■ **WORK ITEM A**: In the passage on hotel de-flagging in China, rewrite the section starting at "De-flagging is when" and ending at "in a hotel.", replacing "management companies" with "hotel operators".
■ **WORK ITEM B**:
Answer these questions about the passage on hotel de-flagging in China:
(i) For which publication did the writer earlier write an article about finding qualified hotel staff?
(ii) At what annual rate are some hotels in China growing?
(iii) According to the passage, who ultimately controls the budgets in a hotel?
■ **WORK ITEM C**: Continue the passage on hotel de-flagging in China from its final sentence.

■ **DOCUMENT EXTRACT**:
- - - -

Most of our clients are travel-related businesses, so we keep a keen eye on the machinations within the Chinese hospitality and tourism sectors. This article on FT.com about the problems with hiring staff brings up some of the same issues I complained about in an article for China Hospitality News a couple years about the struggle to find qualified staff to fill the hotels in China.
But another side to all this fast hotel growth in China is also the frequent de-flagging of hotels. De-flagging is not reported on — and in our trade-friendly Chinese hospitality magazines we rarely discuss it — but de-flagging happens quite a lot and shows some of the problems associated with the hotel sector in China. Some hotels are growing at 80-100% per annum in China, and along with that fast growth comes some problems.
De-flagging is when a hotel management company removes (or is removed) its brand from a hotel (ergo, it takes down its flag). Besides Hong Kong-based Shangri-La, which owns most of the properties it manages in China, Starwood, IHG, Marriott, Kempinski, Hilton, Wyndham, and all the others are only management companies in China — vendors who are brought into a hotel to assist managing a property that a (very) rich local Chinese person/company owns. This is why, by the way, we spend a lot of time with local owners and not the management companies — it is the local owner who ultimately controls the budgets and not the big-name international management brand in a hotel.

- - - -

■ **PROVIDED DATA**:
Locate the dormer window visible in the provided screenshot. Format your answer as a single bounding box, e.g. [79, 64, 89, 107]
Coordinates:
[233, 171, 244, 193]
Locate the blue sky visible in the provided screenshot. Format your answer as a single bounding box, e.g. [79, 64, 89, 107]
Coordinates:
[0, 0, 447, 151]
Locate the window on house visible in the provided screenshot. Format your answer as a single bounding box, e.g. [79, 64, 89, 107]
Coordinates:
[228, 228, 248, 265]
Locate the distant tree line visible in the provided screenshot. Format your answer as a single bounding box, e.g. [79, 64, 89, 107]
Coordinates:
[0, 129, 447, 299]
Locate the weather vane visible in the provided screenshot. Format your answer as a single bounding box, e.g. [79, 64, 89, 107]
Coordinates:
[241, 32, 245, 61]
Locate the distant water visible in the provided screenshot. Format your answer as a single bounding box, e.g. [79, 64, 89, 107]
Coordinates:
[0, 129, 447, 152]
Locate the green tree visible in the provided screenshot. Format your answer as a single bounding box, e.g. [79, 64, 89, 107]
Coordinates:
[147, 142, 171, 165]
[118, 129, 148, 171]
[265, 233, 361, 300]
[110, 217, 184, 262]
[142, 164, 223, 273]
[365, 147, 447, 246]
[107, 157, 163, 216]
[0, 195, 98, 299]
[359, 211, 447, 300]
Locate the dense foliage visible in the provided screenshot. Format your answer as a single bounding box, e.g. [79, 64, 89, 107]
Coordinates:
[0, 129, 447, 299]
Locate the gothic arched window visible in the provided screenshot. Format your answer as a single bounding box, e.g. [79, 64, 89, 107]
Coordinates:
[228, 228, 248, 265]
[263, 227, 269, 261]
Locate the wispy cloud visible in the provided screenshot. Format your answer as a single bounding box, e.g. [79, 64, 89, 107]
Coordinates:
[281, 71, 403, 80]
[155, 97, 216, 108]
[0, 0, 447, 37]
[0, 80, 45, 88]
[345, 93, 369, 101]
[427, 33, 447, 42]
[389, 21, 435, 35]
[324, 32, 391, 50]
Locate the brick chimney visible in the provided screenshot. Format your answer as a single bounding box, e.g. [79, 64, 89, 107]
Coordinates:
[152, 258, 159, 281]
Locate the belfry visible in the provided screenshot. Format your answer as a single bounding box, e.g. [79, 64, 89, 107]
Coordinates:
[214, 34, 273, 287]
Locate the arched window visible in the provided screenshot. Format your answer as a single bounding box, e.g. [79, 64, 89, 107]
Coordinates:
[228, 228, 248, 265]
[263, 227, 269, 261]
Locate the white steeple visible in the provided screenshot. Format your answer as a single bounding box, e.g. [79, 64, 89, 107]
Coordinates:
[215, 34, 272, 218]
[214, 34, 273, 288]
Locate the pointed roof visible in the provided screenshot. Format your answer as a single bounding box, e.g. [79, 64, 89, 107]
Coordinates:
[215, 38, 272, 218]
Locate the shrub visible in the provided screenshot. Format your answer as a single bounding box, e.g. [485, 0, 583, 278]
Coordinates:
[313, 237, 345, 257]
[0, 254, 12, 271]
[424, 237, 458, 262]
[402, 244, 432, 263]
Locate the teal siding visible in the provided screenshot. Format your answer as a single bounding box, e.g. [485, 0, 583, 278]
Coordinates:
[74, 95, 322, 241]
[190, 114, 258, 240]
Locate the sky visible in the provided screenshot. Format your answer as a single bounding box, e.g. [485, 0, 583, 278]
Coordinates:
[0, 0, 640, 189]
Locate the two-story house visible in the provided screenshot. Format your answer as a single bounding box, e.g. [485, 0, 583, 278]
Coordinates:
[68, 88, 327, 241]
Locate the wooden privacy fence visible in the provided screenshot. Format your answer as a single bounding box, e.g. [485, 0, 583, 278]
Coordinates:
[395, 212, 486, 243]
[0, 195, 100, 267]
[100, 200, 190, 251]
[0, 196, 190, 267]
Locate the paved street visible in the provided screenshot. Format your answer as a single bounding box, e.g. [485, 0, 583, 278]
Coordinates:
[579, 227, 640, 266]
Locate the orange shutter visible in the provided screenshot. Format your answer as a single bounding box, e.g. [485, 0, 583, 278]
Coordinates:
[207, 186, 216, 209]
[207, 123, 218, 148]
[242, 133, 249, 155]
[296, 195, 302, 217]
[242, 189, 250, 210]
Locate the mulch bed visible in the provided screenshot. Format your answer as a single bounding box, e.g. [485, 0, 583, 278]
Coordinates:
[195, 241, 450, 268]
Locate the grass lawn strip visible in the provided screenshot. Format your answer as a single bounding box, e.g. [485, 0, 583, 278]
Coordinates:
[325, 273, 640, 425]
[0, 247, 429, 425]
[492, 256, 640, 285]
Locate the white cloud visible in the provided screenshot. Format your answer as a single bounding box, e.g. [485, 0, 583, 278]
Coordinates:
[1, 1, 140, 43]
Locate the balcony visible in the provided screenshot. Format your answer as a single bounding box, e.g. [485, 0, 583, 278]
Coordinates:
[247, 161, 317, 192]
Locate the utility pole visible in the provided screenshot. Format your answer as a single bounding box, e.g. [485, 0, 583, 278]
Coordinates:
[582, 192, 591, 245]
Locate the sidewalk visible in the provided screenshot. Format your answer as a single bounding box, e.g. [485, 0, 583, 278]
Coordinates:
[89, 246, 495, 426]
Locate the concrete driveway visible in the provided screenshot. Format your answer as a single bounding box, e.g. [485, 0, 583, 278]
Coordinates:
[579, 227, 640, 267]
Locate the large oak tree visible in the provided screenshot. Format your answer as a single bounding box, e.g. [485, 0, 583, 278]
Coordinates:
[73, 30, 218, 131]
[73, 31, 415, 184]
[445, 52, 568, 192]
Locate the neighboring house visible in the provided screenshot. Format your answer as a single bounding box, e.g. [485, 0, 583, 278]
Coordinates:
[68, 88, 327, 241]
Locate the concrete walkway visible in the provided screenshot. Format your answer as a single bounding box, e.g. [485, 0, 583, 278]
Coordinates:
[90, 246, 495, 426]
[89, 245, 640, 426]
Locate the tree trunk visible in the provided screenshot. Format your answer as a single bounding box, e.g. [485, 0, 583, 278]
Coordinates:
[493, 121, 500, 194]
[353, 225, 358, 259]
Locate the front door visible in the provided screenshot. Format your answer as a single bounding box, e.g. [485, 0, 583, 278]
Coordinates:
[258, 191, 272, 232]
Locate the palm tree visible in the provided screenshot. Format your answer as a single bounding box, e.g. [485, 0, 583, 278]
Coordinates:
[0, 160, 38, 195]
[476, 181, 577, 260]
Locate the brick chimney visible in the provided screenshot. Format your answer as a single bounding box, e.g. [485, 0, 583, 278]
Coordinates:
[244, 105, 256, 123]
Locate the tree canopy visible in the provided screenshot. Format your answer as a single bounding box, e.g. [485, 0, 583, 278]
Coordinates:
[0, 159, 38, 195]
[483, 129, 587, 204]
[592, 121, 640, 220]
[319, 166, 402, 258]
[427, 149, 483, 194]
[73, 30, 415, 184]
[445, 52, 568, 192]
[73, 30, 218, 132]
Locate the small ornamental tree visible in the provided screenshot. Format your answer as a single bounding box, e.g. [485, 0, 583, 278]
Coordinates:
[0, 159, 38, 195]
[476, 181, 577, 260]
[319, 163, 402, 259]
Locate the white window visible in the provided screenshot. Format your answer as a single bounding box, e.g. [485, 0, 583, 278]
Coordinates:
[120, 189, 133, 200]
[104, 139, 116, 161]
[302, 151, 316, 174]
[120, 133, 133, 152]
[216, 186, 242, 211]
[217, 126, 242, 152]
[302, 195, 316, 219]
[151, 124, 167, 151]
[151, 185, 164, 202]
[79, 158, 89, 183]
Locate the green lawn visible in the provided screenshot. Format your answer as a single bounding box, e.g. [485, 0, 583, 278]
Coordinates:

- - - -

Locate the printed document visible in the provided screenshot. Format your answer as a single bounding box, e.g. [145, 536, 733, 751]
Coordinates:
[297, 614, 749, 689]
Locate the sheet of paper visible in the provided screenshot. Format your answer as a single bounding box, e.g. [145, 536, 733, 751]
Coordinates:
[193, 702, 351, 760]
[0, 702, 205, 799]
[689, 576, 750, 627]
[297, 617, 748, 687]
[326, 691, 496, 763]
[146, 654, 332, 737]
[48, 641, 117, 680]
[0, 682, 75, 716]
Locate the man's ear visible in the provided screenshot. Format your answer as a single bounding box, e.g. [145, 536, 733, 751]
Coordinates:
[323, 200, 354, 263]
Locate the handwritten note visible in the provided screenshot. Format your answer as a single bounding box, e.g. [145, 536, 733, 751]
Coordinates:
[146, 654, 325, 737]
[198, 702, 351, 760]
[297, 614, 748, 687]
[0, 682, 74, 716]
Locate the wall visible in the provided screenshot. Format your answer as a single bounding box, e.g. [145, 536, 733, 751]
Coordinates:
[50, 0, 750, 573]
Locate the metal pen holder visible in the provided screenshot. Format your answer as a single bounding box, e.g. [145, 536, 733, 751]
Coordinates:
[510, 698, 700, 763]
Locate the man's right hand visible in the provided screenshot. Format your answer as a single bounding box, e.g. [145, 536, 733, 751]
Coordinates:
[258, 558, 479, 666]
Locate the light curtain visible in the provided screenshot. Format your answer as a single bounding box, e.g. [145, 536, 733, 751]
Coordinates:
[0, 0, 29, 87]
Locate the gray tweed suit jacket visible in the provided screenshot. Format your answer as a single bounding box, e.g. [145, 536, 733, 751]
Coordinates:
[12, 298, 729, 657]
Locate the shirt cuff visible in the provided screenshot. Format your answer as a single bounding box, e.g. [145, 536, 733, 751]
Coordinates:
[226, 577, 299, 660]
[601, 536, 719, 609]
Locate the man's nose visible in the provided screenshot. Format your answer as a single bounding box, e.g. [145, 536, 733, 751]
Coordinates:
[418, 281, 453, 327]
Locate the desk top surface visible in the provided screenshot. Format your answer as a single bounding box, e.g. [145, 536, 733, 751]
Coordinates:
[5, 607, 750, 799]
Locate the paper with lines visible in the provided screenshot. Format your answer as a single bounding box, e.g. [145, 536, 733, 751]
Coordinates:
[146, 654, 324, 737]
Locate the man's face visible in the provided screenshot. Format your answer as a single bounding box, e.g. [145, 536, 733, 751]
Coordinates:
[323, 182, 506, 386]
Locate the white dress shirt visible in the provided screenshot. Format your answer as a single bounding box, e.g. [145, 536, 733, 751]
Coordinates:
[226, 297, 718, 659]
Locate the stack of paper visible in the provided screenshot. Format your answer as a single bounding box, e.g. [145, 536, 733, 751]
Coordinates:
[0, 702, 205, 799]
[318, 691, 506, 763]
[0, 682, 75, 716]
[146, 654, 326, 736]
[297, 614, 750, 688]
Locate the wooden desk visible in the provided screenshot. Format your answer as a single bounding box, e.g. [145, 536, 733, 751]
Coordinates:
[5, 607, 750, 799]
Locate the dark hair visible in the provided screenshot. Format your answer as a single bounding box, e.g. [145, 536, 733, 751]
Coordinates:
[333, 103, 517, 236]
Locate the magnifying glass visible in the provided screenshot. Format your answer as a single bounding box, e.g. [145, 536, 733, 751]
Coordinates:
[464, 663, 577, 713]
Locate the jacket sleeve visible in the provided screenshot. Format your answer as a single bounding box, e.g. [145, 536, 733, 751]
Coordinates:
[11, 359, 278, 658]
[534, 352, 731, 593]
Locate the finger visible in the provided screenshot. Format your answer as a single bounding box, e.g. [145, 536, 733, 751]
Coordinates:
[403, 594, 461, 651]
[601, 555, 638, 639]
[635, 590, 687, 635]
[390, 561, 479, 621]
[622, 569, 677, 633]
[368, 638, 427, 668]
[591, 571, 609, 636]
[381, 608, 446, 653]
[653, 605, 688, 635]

- - - -

■ **TASK OUTPUT A**:
De-flagging is when a hotel management company removes (or is removed) its brand from a hotel (ergo, it takes down its flag). Besides Hong Kong-based Shangri-La, which owns most of the properties it manages in China, Starwood, IHG, Marriott, Kempinski, Hilton, Wyndham, and all the others are only hotel operators in China — vendors who are brought into a hotel to assist managing a property that a (very) rich local Chinese person/company owns. This is why, by the way, we spend a lot of time with local owners and not the hotel operators — it is the local owner who ultimately controls the budgets and not the big-name international management brand in a hotel.

■ **TASK OUTPUT B**:
(i) China Hospitality News
(ii) 80-100% per annum
(iii) The local owner

■ **TASK OUTPUT C**:
In Shanghai, one local hotelier has, in the past few months, eliminated two different international management companies at two of his different hotel developments in the city. The second de-flagging came in the last week, with no advance notice supposedly to the general manager.
De-flaggings happen for various reasons — maybe the local owner is difficult to deal with or the international management company promises the owner a level of revenue that does not materialize. It's a guessing game sometimes. It sometimes also leaves the hotel with poorer management and a lower level of service.